▶ Available records

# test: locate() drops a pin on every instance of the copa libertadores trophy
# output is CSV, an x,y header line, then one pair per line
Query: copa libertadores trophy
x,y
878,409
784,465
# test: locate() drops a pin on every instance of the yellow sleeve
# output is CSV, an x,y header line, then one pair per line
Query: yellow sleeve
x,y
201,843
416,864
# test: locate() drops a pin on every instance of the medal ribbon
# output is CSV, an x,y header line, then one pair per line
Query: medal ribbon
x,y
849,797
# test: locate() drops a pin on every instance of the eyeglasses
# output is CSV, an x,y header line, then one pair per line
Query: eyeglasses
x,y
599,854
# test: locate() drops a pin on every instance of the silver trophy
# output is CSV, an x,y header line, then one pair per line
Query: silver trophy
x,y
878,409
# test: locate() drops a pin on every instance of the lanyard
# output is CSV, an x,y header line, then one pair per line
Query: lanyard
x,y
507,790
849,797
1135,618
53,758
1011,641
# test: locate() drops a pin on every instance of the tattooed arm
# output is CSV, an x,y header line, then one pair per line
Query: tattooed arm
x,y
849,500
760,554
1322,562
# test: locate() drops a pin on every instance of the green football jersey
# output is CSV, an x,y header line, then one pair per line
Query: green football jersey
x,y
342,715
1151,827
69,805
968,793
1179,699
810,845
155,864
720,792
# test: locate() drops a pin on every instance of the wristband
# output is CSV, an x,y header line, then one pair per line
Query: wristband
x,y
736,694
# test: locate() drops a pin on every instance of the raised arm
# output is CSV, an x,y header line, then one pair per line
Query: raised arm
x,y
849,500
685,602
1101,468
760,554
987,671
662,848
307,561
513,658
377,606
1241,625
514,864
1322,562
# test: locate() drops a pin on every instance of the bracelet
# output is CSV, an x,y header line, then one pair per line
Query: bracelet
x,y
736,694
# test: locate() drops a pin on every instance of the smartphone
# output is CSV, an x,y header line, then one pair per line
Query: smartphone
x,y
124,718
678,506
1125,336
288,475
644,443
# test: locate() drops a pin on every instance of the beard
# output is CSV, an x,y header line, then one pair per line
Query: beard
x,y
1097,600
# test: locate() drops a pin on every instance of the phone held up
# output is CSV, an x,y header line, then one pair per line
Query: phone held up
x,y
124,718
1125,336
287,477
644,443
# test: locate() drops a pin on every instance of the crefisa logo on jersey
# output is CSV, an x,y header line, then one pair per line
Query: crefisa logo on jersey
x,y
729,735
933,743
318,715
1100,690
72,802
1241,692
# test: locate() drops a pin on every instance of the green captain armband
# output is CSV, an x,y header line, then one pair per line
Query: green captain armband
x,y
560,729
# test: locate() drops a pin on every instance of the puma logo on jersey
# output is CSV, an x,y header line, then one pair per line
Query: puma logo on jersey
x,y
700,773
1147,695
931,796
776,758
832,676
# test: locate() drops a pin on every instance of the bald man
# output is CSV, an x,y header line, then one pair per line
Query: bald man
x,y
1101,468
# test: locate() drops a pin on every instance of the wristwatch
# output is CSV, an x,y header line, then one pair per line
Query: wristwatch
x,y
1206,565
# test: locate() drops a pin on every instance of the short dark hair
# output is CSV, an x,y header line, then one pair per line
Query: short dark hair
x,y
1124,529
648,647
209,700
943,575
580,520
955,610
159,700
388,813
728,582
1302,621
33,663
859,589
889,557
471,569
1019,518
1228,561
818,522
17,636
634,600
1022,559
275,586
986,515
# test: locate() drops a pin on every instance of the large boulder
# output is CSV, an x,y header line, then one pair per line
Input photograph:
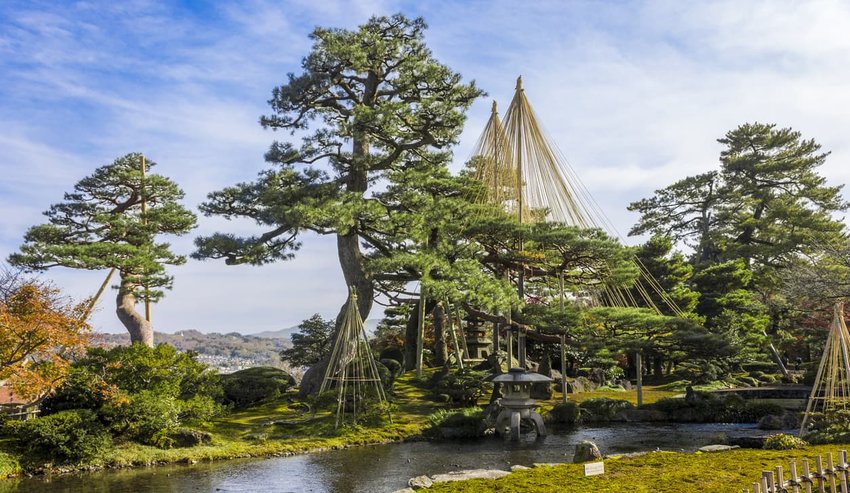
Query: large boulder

▶ Problem to work on
Rewrite all of the material above, swapping "drops a pin on" for "places a marker on" wherever it occurs and keeping everything else the same. Omit the pictures.

▶ Finished task
# test: locate() places a marker on every instance of the copa libertadores trophy
# output is CSV, an x,y header line, then one pair per line
Query: copa libertadores trophy
x,y
878,409
784,465
# test: locate() places a marker on every instance of the yellow sleeve
# output is CSV, an x,y header line, then one pair per line
Query: yellow sleeve
x,y
201,843
416,864
# test: locate() places a marker on every instance of the medal ribbon
# output is CSV, an x,y header line, then one pair per line
Query: medal ribbon
x,y
849,797
# test: locate() places a marker on every instance of the eyeglasses
# output is CSV, an x,y header line, then one pair per line
Query: eyeglasses
x,y
599,854
# test: locate() places a marker on every instance of the silver trophy
# output is CSV, an x,y header line, then one pair per line
Query: silver trophy
x,y
878,409
# test: locate() places a marker on every instance of the lanyard
# output is CSV, an x,y header line, then one pair per line
Query: lanyard
x,y
507,790
849,797
1135,618
53,758
1011,641
# test: locate() places a marker on every instance of the tattooed arm
# output is CSV, an x,y header line, then one pair per line
Query: tattooed arm
x,y
849,500
760,554
1322,562
# test: locate() places a marker on every instance of the green football jersey
# output is CSV, an x,y header line, then one pair per line
Query: green football jersey
x,y
342,715
1151,827
69,805
968,793
1179,699
810,845
155,864
720,792
# test: locate() places a marker on every instance of the wristband
# output is CSV, an x,y header line, then one pair per line
Query: wristband
x,y
736,694
# test: locate() places a marker on every instance of the raised arm
# output is CSV, an x,y header line, then one pair per line
Query: raised arm
x,y
849,500
685,602
1101,468
760,554
987,671
662,848
307,561
513,658
377,606
1241,625
514,864
1322,562
# test: locate() places a marker on every instance of the bracelet
# output is CSV, an x,y header line, then one pair per line
Query: bracelet
x,y
736,694
# test: locate() places a marker on every instance of the smartphone
# output is CSV, an x,y header line, then one pair per line
Query: smartphone
x,y
124,718
678,506
1125,336
288,475
644,443
# test: locate() places a marker on every instance of the beard
# output is CSV, an x,y header line, then one pair per line
Query: beard
x,y
1097,600
# test: locate() places a marker on every instance of the phone held up
# output is CSV, an x,y header line, then one pair per line
Query: phone held up
x,y
124,718
1125,336
287,477
644,443
# test: locate() places a marker on every instance of the crefisa logo on jersey
# output is CSV, an x,y header line, then one pair per line
Query: crefisa logo on jersey
x,y
729,735
933,743
318,715
1100,690
72,802
1241,692
# test: locate() places a marker on every instance of the green captain armband
# output is CSV, an x,y header line, then one pair per line
Query: green captain armband
x,y
560,729
# test: locate() places a marker on every instance of the puma logo on jersey
# output is CSV, an x,y header line, then one pair per line
Query: puma logo on jersey
x,y
700,773
1147,695
931,796
776,758
832,676
# test: locate() places a marker on every instance of the bald man
# output is CSV, an x,y header line, then one pair per line
Query: bald man
x,y
1101,468
# test: locate() places a marker on every instance of the wristwatch
# output is CSV, an x,y header line, then one pair per line
Query: wristwatch
x,y
1206,565
# test: locate() places a marker on every instance of the short dark hair
# output is CSV, an x,y header line, then one pair per line
Query: short dark hair
x,y
1124,529
648,647
209,700
943,575
580,520
955,610
159,700
388,813
728,582
1302,621
33,663
859,589
889,557
471,569
1019,518
1228,561
818,522
17,636
634,600
1022,559
275,586
986,515
# test: locate() places a marker on every instance of the large boulder
# output is CSV, an x,y header line, then one pair per line
Input photograph:
Query: large boulder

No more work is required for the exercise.